### What is asked:
Copy out everything from the first of the lines below down to the line containing "0 38 L 3 38", with both ends included.

-- Start of Data listing --

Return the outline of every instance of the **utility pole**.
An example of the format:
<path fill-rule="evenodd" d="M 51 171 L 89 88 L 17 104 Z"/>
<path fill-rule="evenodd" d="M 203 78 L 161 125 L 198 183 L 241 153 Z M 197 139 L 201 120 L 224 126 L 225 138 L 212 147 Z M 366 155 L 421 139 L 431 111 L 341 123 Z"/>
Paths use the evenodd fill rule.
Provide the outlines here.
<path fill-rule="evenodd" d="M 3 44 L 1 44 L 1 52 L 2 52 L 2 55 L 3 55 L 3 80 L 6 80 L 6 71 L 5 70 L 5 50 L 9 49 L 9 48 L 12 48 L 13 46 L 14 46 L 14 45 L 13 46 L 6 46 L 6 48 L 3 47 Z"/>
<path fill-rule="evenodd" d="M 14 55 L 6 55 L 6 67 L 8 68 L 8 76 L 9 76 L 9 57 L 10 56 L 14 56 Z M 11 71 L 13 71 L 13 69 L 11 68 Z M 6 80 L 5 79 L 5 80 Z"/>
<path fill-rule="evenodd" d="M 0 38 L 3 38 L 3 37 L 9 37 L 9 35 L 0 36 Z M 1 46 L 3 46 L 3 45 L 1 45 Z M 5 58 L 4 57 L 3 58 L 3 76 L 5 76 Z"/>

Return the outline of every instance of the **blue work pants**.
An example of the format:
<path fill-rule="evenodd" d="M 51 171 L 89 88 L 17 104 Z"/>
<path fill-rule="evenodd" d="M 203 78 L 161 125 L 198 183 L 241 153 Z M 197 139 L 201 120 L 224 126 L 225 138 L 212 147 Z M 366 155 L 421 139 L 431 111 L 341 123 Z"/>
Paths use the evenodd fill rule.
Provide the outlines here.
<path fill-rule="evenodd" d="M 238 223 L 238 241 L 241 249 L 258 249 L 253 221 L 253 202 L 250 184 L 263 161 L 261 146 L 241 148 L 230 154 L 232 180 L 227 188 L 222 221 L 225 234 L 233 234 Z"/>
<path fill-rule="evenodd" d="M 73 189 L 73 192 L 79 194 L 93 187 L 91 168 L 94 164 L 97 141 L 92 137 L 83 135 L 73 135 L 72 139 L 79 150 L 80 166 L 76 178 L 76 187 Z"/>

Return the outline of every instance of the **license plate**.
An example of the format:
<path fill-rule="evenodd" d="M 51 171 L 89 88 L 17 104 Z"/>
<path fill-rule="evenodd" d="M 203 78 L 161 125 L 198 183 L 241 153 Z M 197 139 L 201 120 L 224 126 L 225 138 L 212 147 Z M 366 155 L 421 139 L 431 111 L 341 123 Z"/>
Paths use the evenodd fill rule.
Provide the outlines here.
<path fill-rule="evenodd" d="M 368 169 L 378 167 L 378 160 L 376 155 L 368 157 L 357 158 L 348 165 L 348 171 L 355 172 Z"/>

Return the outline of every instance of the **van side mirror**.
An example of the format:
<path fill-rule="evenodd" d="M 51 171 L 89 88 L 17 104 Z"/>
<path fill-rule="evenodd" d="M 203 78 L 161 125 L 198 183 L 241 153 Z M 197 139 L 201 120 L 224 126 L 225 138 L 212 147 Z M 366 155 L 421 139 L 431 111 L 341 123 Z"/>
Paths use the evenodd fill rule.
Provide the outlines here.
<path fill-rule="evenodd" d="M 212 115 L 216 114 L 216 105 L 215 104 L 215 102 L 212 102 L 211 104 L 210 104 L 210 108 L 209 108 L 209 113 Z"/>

-- End of Data listing --

### Output:
Return the outline of every instance of the **utility pole**.
An example of the format:
<path fill-rule="evenodd" d="M 51 171 L 89 88 L 17 104 Z"/>
<path fill-rule="evenodd" d="M 203 78 L 161 125 L 198 183 L 241 153 Z M 197 139 L 201 120 L 224 126 L 225 138 L 212 147 Z M 366 155 L 421 139 L 431 111 L 341 123 Z"/>
Paths use the evenodd fill rule.
Provide the outlines here.
<path fill-rule="evenodd" d="M 3 44 L 1 44 L 1 52 L 2 52 L 2 55 L 3 55 L 3 80 L 6 80 L 6 71 L 5 70 L 5 50 L 9 49 L 9 48 L 12 48 L 13 46 L 14 46 L 14 45 L 13 46 L 6 46 L 6 48 L 3 47 Z"/>
<path fill-rule="evenodd" d="M 14 55 L 6 55 L 6 67 L 8 68 L 8 76 L 9 76 L 9 57 L 10 56 L 14 56 Z M 11 71 L 13 71 L 13 69 L 11 68 Z M 6 80 L 5 79 L 5 80 Z"/>
<path fill-rule="evenodd" d="M 0 38 L 3 38 L 3 37 L 9 37 L 9 35 L 0 36 Z M 1 46 L 3 46 L 3 45 L 1 45 Z M 5 58 L 4 57 L 3 58 L 3 76 L 5 76 Z"/>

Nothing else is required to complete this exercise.